▶ _LESETEXT_
Köln-Marienburg – Hält man im Jahr 2018 zusammen in den Veedeln? Gibt es sie noch, die typisch kölschen Veedel? Mehr als 30.000 Kölner haben sich an unserer nicht repräsentativen Umfrage beteiligt und Noten für Ihre Stadtteile verteilt. Alle 14 Tage veröffentlichen wir die Ergebnisse von fünf weiteren Veedeln.

Die Ergebnisse zu den bislang veröffentlichten Stadtteilen mit Bewertungen zu den Themen Verkehr, Einkaufen, Sicherheit und vielem mehr finden Sie hier.

Marienburg - das Porträt

Wer Marienburg ohne Auto besucht, landet fast zwangsläufig an der Kreuzung von Pferdmenges- und Leyboldstraße, die sich zum Südpark hin als Platz aufweitet. Der Kiosk in der Mitte, untergebracht im ehemaligen Straßenbahnhäuschen, lädt mit Klappstühlen auf der angrenzenden Wiese, mit italienischer Kaffeemaschine, hausgemachtem Kuchen und frisch belegten Brötchen zum Verweilen ein – ein Angebot, das auch viele Marienburger gerne annehmen. Denn im Inneren des Villenviertels gibt es sonst eigentlich keinen Treffpunkt, vom nahen Südpark mit Spielplatz, Hundeauslauf und einem bei Heranwachsenden beliebten Halbrund aus Parkbänken einmal abgesehen.

▶ _BEREITGESTELLTE DATEN_
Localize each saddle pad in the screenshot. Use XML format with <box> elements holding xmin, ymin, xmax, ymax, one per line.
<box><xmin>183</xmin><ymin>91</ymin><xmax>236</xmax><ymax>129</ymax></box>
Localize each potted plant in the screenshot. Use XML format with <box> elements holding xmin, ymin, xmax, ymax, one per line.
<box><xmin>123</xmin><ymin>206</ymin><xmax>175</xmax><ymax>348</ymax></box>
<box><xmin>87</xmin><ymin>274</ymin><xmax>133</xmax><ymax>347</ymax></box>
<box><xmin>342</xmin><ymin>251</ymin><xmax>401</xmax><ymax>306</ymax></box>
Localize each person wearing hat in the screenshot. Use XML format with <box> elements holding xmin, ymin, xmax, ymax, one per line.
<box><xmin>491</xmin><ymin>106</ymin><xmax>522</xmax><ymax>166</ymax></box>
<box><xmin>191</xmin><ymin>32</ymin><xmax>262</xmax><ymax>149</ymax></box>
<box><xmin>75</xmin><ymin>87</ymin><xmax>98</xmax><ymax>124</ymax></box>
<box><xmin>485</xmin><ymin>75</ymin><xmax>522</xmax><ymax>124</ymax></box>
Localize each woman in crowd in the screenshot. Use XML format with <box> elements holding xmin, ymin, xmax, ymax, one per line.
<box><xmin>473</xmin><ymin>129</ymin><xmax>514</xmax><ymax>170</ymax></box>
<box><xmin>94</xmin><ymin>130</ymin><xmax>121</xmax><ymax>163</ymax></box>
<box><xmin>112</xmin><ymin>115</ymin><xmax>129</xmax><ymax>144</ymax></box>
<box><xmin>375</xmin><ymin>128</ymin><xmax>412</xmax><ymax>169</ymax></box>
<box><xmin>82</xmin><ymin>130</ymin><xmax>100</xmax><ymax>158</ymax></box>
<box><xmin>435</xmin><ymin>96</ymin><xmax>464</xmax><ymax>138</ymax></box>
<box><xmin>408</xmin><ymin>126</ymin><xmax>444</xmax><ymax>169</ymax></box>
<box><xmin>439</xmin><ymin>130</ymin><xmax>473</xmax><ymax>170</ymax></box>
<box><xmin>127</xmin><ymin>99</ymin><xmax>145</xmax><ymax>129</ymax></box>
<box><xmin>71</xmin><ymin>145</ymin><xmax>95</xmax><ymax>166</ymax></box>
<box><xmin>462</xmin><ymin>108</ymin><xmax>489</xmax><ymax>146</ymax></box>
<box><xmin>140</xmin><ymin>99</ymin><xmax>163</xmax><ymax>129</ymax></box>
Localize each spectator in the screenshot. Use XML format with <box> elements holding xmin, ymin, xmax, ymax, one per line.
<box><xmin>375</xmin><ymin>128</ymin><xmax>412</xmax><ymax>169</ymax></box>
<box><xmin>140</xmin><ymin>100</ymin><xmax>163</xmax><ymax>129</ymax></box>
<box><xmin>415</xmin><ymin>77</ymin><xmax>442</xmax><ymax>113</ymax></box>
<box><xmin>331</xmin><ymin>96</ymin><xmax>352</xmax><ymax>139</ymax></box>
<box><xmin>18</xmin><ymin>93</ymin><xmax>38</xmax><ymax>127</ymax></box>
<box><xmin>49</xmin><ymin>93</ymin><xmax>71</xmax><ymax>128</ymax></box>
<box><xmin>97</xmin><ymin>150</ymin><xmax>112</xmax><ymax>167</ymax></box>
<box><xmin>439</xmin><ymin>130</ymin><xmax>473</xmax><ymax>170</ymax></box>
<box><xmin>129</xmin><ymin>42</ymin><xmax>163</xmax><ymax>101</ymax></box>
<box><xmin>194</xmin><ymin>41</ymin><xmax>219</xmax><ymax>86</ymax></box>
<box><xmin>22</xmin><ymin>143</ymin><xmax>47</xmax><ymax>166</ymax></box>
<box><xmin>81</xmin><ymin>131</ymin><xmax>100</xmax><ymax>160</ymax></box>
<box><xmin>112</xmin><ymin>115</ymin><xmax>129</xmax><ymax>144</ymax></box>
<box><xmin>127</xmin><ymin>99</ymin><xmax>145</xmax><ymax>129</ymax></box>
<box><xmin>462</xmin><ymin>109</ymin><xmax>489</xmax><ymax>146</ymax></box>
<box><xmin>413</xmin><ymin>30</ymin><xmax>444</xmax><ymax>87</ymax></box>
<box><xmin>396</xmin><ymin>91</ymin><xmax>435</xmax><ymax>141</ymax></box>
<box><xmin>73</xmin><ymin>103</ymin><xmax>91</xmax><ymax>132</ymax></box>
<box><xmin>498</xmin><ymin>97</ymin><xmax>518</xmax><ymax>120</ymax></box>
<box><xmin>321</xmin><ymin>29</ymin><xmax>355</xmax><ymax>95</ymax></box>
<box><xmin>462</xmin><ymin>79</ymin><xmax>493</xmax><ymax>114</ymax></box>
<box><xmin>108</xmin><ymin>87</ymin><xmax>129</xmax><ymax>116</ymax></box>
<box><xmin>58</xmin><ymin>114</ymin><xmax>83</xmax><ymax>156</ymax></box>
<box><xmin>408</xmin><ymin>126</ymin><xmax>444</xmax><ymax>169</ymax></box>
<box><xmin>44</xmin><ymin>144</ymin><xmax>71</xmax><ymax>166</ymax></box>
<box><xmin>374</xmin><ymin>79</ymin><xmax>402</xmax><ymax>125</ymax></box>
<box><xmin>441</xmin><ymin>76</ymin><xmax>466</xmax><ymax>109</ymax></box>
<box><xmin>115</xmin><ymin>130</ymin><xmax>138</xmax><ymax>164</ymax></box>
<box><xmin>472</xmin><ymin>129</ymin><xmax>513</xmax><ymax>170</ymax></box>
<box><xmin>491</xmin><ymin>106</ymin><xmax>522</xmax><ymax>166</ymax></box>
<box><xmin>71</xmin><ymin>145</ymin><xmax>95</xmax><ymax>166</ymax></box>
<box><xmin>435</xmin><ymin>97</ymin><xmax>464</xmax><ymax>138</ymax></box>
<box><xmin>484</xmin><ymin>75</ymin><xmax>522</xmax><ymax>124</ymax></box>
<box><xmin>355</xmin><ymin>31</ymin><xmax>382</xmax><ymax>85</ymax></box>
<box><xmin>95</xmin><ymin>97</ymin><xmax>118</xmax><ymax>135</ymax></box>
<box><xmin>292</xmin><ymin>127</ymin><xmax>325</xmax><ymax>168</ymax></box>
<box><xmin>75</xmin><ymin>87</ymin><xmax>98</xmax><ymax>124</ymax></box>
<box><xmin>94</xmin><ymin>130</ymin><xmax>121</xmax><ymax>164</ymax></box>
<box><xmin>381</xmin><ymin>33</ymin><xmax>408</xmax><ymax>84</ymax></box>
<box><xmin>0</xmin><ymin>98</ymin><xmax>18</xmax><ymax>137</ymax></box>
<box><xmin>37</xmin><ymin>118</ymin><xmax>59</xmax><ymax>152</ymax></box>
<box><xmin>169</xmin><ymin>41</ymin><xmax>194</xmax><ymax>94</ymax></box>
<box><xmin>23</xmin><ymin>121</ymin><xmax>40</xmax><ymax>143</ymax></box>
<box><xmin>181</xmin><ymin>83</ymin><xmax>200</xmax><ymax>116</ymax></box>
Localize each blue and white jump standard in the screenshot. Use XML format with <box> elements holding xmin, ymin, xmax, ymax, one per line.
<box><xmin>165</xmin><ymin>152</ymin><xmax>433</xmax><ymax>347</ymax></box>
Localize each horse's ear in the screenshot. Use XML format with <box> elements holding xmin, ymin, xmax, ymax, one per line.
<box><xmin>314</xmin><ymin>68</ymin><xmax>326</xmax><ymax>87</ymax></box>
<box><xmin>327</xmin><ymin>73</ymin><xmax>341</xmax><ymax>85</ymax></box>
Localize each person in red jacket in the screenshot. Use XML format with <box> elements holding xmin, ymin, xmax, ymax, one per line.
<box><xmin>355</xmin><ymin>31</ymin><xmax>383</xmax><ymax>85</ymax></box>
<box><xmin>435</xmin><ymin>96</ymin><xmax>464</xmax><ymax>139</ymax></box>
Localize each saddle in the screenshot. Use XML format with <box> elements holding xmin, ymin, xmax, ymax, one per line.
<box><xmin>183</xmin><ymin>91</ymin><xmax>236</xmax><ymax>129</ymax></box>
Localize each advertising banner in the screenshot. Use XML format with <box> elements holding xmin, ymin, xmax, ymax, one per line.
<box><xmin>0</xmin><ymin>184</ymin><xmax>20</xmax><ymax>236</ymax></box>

▶ _AUFGABEN_
A) Gib aus dem Text über Köln-Marienburg den Abschnitt wortgetreu aus, der bei „Köln-Marienburg – Hält man im“ beginnt und bei „fünf weiteren Veedeln.“ endet.
B) Übersetze bitte den Satz „Alle 14 Tage veröffentlichen wir die Ergebnisse von fünf weiteren Veedeln.“ aus dem Text über Köln-Marienburg ins Englische.
Die Daten spielen hierfür keine Rolle.

▶ _ANTWORTEN JE AUFGABE_
A)
Köln-Marienburg – Hält man im Jahr 2018 zusammen in den Veedeln? Gibt es sie noch, die typisch kölschen Veedel? Mehr als 30.000 Kölner haben sich an unserer nicht repräsentativen Umfrage beteiligt und Noten für Ihre Stadtteile verteilt. Alle 14 Tage veröffentlichen wir die Ergebnisse von fünf weiteren Veedeln.

B) Every 14 days, we publish the results for five more neighborhoods.